Edit the material below so that every "top-left corner" becomes "upper-left corner", with everything else left unchanged. Leave the pictures out of your answer.
···
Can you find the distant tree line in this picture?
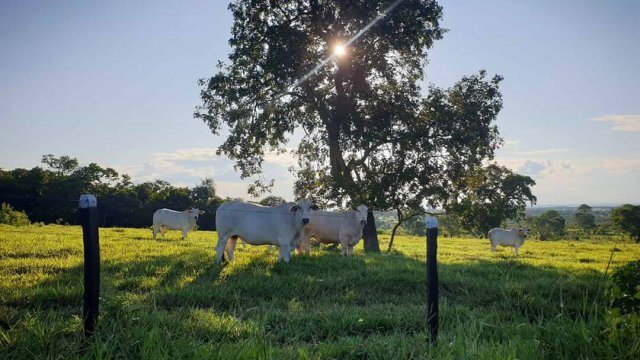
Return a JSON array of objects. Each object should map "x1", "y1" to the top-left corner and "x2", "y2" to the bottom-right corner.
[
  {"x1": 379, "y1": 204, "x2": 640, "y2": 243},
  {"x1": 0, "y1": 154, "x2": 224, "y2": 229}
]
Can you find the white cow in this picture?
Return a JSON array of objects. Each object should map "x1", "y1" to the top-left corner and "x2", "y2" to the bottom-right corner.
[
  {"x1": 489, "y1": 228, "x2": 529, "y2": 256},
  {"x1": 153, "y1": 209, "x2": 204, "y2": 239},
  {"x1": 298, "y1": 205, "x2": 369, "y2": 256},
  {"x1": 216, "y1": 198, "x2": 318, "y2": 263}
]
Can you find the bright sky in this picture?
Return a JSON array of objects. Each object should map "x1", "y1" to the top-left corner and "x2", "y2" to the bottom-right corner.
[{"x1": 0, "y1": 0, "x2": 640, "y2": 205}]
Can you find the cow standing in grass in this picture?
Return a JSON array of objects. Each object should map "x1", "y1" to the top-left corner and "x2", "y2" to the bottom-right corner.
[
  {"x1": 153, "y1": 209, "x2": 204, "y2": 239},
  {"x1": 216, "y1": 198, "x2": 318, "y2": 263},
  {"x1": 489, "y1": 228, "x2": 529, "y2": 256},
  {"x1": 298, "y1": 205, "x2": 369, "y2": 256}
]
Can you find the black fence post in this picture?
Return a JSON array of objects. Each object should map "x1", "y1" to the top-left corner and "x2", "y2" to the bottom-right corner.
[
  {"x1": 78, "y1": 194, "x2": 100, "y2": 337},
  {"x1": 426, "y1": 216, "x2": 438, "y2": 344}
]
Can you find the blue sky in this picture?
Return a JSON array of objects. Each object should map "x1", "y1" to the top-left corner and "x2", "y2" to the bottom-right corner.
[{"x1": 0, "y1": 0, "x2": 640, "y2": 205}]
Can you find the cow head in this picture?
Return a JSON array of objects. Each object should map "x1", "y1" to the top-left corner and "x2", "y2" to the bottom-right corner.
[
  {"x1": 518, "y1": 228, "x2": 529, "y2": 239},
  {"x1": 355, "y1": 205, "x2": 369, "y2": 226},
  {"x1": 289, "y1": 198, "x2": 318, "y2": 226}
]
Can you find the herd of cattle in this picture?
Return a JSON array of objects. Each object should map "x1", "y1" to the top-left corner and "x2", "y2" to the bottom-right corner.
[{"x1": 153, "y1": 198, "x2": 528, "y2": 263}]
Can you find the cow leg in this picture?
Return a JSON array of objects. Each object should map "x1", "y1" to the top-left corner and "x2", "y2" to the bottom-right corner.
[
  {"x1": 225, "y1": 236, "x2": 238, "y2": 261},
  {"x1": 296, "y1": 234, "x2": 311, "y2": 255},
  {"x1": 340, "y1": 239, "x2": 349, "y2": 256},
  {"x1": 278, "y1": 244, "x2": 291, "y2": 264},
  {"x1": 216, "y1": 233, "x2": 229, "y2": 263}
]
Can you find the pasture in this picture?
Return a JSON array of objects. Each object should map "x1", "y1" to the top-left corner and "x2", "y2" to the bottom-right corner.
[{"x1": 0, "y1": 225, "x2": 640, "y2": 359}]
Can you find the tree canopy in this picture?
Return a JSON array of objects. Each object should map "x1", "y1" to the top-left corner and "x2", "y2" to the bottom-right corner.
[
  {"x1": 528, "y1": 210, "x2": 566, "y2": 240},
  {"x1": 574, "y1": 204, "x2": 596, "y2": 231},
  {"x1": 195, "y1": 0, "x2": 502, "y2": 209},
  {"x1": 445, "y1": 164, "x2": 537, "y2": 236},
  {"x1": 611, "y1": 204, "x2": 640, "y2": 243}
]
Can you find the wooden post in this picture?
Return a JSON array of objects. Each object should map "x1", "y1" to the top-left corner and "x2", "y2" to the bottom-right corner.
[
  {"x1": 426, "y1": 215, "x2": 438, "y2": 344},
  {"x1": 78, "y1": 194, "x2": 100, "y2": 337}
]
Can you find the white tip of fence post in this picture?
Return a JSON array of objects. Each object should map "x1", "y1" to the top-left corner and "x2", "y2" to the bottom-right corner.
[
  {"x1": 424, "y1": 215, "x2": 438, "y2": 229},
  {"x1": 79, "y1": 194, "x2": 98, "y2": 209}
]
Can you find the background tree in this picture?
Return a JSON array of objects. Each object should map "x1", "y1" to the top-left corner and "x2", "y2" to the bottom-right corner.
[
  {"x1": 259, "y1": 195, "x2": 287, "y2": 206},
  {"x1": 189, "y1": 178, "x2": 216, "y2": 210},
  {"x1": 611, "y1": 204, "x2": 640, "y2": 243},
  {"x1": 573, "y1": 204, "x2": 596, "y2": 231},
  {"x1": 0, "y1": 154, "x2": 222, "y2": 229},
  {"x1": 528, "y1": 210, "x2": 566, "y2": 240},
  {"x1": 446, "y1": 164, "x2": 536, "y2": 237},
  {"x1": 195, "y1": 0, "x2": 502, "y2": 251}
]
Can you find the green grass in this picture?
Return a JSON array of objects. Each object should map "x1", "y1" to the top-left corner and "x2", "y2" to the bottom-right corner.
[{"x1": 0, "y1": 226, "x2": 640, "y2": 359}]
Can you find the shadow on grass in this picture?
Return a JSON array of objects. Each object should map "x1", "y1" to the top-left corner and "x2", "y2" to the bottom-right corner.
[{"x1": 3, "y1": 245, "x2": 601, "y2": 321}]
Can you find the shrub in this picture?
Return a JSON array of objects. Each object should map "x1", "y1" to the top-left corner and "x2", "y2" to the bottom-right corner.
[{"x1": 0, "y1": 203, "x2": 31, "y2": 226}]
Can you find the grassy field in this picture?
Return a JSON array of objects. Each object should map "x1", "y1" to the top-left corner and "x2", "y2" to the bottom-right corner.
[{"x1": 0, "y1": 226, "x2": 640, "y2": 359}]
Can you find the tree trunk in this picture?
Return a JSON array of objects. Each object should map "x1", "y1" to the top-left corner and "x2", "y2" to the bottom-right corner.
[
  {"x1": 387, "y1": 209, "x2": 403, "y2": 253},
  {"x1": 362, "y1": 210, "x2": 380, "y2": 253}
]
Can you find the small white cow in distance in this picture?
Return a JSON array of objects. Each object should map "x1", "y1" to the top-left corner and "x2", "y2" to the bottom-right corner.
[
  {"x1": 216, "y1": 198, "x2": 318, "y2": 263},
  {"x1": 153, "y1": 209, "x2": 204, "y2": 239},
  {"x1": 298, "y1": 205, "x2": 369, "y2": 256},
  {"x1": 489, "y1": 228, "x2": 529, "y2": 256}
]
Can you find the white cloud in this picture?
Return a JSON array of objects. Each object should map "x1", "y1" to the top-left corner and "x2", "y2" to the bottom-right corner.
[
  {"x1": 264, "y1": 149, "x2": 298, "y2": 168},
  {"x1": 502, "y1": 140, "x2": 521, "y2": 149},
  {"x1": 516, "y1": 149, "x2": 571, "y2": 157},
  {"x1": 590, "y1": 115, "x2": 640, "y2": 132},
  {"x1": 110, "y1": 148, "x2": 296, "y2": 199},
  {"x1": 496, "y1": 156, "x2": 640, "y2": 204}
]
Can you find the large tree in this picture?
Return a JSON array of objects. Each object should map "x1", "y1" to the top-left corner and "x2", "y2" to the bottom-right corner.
···
▶ **Answer**
Can you find the distant tree line in this picture?
Return a JSON array of objects. Each object should map "x1", "y1" to the upper-left corner and "x2", "y2" to the bottom-right corner.
[
  {"x1": 379, "y1": 204, "x2": 640, "y2": 243},
  {"x1": 0, "y1": 154, "x2": 224, "y2": 229}
]
Can you find the white cow in this picture?
Return a JSON array of objects. Each object should map "x1", "y1" to the upper-left corner and "x2", "y2" to the bottom-right corner.
[
  {"x1": 489, "y1": 228, "x2": 529, "y2": 256},
  {"x1": 153, "y1": 209, "x2": 204, "y2": 239},
  {"x1": 298, "y1": 205, "x2": 369, "y2": 256},
  {"x1": 216, "y1": 198, "x2": 318, "y2": 263}
]
Can you find the bright sky in this picture?
Return a JSON array of objects. Each object should map "x1", "y1" to the upper-left corner and "x2", "y2" to the bottom-right corner.
[{"x1": 0, "y1": 0, "x2": 640, "y2": 205}]
Can you find the cow standing in grass in this picture?
Return a JSON array of objects. Each object should map "x1", "y1" to the upper-left corner and "x2", "y2" to the bottom-right corner.
[
  {"x1": 153, "y1": 209, "x2": 204, "y2": 239},
  {"x1": 216, "y1": 198, "x2": 318, "y2": 263},
  {"x1": 489, "y1": 228, "x2": 529, "y2": 256},
  {"x1": 298, "y1": 205, "x2": 369, "y2": 256}
]
Can you find the black fence post in this picture?
Return a JSON array of objects. Each object should map "x1", "y1" to the upper-left corner and "x2", "y2" to the bottom-right corner.
[
  {"x1": 78, "y1": 194, "x2": 100, "y2": 337},
  {"x1": 426, "y1": 216, "x2": 438, "y2": 344}
]
Can you find the blue sky in this picture?
Return a JSON array of objects. Each object should map "x1", "y1" to the upper-left corner and "x2", "y2" to the bottom-right corner.
[{"x1": 0, "y1": 0, "x2": 640, "y2": 205}]
Can you find the cow head in this picture?
Return a JSON array of objects. Each object should map "x1", "y1" to the upper-left corner and "x2", "y2" to the bottom-right corner.
[
  {"x1": 518, "y1": 228, "x2": 529, "y2": 239},
  {"x1": 355, "y1": 205, "x2": 369, "y2": 226},
  {"x1": 289, "y1": 198, "x2": 318, "y2": 226}
]
Can you find the herd of cattle in this picture?
Return a JSON array of objects. Each object should map "x1", "y1" to the upper-left corner and "x2", "y2" to the bottom-right corner.
[{"x1": 153, "y1": 198, "x2": 528, "y2": 263}]
Can you find the cow leg in this picture?
Return a JSON array of objects. Each object should map "x1", "y1" to the upper-left corner and "x2", "y2" to the bottom-right corner.
[
  {"x1": 225, "y1": 236, "x2": 238, "y2": 261},
  {"x1": 296, "y1": 234, "x2": 311, "y2": 255},
  {"x1": 340, "y1": 239, "x2": 349, "y2": 256},
  {"x1": 278, "y1": 244, "x2": 291, "y2": 264},
  {"x1": 216, "y1": 233, "x2": 229, "y2": 263}
]
Can you find the pasture in this picture?
Return a JSON array of objects. Each object should map "x1", "y1" to the upper-left corner and "x2", "y2" to the bottom-right corner.
[{"x1": 0, "y1": 225, "x2": 640, "y2": 359}]
Can you find the tree canopy in this picture?
Return a JSON array of objects. Each object should map "x1", "y1" to the upper-left corner and "x2", "y2" to the bottom-right corner.
[
  {"x1": 528, "y1": 210, "x2": 566, "y2": 240},
  {"x1": 574, "y1": 204, "x2": 596, "y2": 231},
  {"x1": 195, "y1": 0, "x2": 502, "y2": 209},
  {"x1": 445, "y1": 164, "x2": 537, "y2": 236},
  {"x1": 611, "y1": 204, "x2": 640, "y2": 243}
]
Can you find the wooden post in this picture?
Return a JSON array of objects. Each object should map "x1", "y1" to the upper-left corner and "x2", "y2" to the bottom-right corner.
[
  {"x1": 426, "y1": 215, "x2": 438, "y2": 344},
  {"x1": 78, "y1": 194, "x2": 100, "y2": 337}
]
Can you find the white tip of fence post in this picture?
Return a JSON array of objects. Each object should map "x1", "y1" to the upper-left corner and "x2", "y2" to the bottom-right corner.
[
  {"x1": 424, "y1": 215, "x2": 438, "y2": 229},
  {"x1": 79, "y1": 194, "x2": 98, "y2": 209}
]
Can you find the background tree in this picture?
Return a JSON array of objects. Each object should map "x1", "y1" to the upper-left corner and "x2", "y2" to the bottom-right corner.
[
  {"x1": 259, "y1": 195, "x2": 287, "y2": 206},
  {"x1": 189, "y1": 178, "x2": 216, "y2": 210},
  {"x1": 611, "y1": 204, "x2": 640, "y2": 243},
  {"x1": 573, "y1": 204, "x2": 596, "y2": 231},
  {"x1": 0, "y1": 154, "x2": 222, "y2": 229},
  {"x1": 528, "y1": 210, "x2": 566, "y2": 240},
  {"x1": 446, "y1": 164, "x2": 536, "y2": 237},
  {"x1": 195, "y1": 0, "x2": 502, "y2": 251}
]
Can you find the green grass in this picture?
Return a JSON array of objects. Each object should map "x1", "y1" to the upper-left corner and "x2", "y2" to the bottom-right corner.
[{"x1": 0, "y1": 226, "x2": 640, "y2": 359}]
Can you find the shadow on grass in this picture?
Return a JSON array of objects. Each object should map "x1", "y1" to the upper-left corner and "x2", "y2" to the bottom-right corner.
[{"x1": 3, "y1": 245, "x2": 601, "y2": 321}]
Can you find the shrub in this picture?
Return a JSON array of objects. Each object should map "x1", "y1" to the upper-left corner and "x2", "y2" to the bottom-right corner.
[{"x1": 0, "y1": 203, "x2": 31, "y2": 226}]
Can you find the grassy field in this picture?
Return a JSON array of objects. Each object should map "x1", "y1" to the upper-left corner and "x2", "y2" to the bottom-right corner.
[{"x1": 0, "y1": 226, "x2": 640, "y2": 359}]
Can you find the tree trunk in this picture?
Return a JSON array of objects. Each object should map "x1", "y1" to the upper-left corner and "x2", "y2" to the bottom-right corner.
[
  {"x1": 387, "y1": 209, "x2": 403, "y2": 253},
  {"x1": 362, "y1": 210, "x2": 380, "y2": 253}
]
Can you find the small white cow in distance in this picture?
Return a JSON array of objects. Each object should map "x1", "y1" to the upper-left corner and "x2", "y2" to the bottom-right corner.
[
  {"x1": 216, "y1": 198, "x2": 318, "y2": 263},
  {"x1": 153, "y1": 209, "x2": 204, "y2": 239},
  {"x1": 298, "y1": 205, "x2": 369, "y2": 256},
  {"x1": 489, "y1": 228, "x2": 529, "y2": 256}
]
Can you find the white cloud in this picture?
Return a JSON array of objects. Each object should map "x1", "y1" to the upper-left corner and "x2", "y2" to the bottom-right corner.
[
  {"x1": 264, "y1": 149, "x2": 298, "y2": 168},
  {"x1": 502, "y1": 140, "x2": 521, "y2": 149},
  {"x1": 516, "y1": 149, "x2": 571, "y2": 157},
  {"x1": 590, "y1": 115, "x2": 640, "y2": 132},
  {"x1": 110, "y1": 148, "x2": 296, "y2": 199},
  {"x1": 496, "y1": 156, "x2": 640, "y2": 204}
]
Can you find the large tree in this picture?
Return a JSON array of objects. Each object should map "x1", "y1" to the upper-left corner and "x2", "y2" to the bottom-right corner.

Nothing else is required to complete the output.